PROMPT:
Looking at the entries below, how many lines include the word "green"? Answer with the number alone.
Content starts
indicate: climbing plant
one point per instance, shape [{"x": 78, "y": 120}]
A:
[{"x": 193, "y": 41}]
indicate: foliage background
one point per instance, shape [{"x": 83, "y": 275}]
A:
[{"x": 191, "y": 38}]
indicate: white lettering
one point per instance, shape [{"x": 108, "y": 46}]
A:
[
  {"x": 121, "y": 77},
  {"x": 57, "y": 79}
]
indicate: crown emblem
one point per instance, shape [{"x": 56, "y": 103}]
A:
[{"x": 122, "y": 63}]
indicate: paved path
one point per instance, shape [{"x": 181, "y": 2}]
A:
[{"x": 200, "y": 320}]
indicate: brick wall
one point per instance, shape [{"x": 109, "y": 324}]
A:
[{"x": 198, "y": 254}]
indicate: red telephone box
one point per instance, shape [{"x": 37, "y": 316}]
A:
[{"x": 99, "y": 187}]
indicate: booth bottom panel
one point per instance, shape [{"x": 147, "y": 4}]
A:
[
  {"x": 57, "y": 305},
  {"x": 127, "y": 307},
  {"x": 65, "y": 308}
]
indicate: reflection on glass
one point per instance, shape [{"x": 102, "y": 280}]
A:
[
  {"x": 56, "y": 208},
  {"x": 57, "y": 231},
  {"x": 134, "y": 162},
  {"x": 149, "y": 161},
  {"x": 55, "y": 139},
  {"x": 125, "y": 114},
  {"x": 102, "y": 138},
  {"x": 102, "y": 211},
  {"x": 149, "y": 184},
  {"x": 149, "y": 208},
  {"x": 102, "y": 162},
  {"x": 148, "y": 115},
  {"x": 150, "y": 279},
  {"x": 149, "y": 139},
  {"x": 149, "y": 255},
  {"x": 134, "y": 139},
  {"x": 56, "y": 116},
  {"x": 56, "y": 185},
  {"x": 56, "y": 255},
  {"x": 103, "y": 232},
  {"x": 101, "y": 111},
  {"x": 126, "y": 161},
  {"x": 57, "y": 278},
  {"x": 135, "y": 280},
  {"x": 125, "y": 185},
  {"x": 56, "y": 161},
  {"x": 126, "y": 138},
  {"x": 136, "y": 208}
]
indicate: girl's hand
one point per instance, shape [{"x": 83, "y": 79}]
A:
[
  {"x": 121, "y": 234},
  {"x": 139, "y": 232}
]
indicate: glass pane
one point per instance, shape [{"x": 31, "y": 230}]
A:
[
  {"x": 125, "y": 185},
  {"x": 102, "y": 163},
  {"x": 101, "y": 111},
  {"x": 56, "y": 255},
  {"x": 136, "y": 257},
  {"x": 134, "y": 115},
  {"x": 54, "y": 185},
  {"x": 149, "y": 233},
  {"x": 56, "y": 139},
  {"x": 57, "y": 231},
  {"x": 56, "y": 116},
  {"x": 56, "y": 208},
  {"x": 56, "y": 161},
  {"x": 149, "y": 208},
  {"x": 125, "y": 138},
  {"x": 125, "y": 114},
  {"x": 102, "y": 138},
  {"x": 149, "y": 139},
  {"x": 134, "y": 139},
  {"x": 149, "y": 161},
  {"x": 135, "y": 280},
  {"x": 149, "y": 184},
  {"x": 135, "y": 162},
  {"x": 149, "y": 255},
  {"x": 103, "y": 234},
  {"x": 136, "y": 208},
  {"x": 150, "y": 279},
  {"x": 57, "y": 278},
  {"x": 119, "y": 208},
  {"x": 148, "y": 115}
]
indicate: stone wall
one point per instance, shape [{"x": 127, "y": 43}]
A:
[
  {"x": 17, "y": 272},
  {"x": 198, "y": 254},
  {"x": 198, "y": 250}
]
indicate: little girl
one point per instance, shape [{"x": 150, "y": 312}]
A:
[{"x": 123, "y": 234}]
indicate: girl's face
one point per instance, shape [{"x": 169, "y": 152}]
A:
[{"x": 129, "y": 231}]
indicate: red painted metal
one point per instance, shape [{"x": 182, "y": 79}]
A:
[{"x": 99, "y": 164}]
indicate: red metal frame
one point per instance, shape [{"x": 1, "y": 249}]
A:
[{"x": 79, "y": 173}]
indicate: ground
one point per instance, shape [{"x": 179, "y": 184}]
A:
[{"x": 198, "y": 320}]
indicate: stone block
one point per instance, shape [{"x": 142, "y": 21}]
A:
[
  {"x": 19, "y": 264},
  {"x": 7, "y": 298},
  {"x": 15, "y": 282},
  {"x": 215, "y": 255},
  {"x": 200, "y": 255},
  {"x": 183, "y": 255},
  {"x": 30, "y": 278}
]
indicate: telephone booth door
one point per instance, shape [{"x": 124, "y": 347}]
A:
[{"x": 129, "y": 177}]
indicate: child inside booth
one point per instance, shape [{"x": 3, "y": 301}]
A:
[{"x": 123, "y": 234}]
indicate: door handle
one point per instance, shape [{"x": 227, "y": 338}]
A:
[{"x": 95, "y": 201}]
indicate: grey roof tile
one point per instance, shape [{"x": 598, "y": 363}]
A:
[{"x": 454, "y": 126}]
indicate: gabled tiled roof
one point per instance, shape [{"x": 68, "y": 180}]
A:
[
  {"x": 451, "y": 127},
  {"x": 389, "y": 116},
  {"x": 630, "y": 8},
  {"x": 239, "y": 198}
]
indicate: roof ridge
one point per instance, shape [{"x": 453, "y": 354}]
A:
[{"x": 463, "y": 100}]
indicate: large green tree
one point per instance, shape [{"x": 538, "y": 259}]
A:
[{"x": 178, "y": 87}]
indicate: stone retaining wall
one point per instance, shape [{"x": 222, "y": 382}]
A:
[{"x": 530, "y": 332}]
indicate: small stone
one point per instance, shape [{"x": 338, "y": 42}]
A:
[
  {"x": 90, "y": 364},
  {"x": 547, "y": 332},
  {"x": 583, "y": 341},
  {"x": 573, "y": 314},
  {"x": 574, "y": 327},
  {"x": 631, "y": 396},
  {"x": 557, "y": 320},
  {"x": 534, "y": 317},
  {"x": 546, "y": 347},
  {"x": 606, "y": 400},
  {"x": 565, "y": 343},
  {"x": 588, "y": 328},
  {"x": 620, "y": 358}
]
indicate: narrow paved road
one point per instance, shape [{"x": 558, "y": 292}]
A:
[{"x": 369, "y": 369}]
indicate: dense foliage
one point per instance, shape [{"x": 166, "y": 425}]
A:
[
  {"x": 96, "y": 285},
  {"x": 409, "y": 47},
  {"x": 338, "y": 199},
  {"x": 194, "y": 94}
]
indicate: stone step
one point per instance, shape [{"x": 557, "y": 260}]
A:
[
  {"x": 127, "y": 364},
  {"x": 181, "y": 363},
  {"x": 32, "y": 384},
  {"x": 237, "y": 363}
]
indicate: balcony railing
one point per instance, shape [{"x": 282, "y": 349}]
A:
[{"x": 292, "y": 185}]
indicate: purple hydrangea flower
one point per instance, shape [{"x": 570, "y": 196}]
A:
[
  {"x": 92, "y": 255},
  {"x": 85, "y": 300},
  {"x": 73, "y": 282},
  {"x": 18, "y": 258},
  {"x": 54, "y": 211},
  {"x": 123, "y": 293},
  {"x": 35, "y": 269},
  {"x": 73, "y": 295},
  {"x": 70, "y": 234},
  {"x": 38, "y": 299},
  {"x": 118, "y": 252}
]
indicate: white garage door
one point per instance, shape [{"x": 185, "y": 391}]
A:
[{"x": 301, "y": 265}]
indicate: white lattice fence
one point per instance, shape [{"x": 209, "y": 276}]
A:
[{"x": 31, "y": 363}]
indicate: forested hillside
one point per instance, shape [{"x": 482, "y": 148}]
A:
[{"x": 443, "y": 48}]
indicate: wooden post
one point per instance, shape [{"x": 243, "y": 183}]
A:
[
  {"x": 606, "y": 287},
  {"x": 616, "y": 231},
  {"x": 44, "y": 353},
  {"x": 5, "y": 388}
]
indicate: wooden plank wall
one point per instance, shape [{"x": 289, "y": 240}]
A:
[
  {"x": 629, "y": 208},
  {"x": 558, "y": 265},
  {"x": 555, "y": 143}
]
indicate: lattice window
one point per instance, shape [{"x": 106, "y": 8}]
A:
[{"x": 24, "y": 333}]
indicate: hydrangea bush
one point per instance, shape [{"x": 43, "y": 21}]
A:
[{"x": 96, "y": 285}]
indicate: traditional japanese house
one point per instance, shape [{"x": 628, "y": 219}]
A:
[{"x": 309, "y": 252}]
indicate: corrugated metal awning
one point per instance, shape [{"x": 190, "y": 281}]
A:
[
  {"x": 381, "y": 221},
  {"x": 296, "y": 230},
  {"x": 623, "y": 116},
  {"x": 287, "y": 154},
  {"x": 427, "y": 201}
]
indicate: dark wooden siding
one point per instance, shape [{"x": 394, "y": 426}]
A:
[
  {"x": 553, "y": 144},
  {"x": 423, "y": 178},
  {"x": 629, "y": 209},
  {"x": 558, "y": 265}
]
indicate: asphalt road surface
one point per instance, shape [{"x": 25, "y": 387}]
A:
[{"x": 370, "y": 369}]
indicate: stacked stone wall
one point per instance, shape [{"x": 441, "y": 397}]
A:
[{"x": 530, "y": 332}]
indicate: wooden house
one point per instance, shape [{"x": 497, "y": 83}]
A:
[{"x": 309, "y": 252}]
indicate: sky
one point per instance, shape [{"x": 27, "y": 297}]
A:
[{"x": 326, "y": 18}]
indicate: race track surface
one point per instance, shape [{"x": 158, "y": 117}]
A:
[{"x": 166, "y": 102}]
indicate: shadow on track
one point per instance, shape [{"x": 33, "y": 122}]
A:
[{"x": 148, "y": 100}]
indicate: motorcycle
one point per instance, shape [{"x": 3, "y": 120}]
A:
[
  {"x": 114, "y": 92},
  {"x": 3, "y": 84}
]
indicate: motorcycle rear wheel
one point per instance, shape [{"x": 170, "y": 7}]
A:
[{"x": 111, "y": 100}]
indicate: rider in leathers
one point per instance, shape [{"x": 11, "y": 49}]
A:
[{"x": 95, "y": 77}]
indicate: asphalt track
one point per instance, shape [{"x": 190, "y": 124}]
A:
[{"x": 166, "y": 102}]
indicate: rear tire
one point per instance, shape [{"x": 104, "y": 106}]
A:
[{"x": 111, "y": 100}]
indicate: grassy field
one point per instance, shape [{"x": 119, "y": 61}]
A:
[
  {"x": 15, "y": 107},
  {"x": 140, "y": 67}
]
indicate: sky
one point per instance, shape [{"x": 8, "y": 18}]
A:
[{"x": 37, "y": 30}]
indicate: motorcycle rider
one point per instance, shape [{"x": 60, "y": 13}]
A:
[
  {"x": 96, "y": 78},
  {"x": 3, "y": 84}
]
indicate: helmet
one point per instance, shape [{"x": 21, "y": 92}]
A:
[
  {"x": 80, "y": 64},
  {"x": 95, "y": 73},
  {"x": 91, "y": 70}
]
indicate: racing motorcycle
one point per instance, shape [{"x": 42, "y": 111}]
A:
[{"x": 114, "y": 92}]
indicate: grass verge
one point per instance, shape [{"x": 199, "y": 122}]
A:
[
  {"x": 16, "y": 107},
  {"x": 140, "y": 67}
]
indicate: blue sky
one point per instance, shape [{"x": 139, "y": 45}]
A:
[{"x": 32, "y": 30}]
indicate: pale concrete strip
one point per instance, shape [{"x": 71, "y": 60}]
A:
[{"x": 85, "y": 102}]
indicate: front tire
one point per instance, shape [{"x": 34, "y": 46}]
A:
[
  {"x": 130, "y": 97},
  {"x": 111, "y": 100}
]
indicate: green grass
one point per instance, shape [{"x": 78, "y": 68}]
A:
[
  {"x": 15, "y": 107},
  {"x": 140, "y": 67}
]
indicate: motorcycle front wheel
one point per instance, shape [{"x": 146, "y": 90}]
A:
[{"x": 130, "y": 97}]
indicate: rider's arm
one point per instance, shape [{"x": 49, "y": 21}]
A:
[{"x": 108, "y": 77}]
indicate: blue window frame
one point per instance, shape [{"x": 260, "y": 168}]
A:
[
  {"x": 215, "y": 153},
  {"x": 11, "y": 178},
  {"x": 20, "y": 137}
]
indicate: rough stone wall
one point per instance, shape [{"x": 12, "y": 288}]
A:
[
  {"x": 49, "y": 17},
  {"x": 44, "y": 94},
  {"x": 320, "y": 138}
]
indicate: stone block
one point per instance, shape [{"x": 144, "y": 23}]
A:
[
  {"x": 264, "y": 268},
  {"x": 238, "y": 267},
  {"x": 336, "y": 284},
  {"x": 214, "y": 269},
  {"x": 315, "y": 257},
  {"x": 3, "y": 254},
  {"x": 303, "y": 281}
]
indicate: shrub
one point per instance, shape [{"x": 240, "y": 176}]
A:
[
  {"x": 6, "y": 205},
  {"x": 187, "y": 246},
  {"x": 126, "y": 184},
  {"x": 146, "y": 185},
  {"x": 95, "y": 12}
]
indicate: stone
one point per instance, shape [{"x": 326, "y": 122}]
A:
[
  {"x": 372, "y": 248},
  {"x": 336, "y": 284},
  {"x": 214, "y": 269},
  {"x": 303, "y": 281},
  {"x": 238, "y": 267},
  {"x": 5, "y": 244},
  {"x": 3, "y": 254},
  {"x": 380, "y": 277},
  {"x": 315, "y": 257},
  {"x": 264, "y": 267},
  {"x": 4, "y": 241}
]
Content ends
RESPONSE BELOW:
2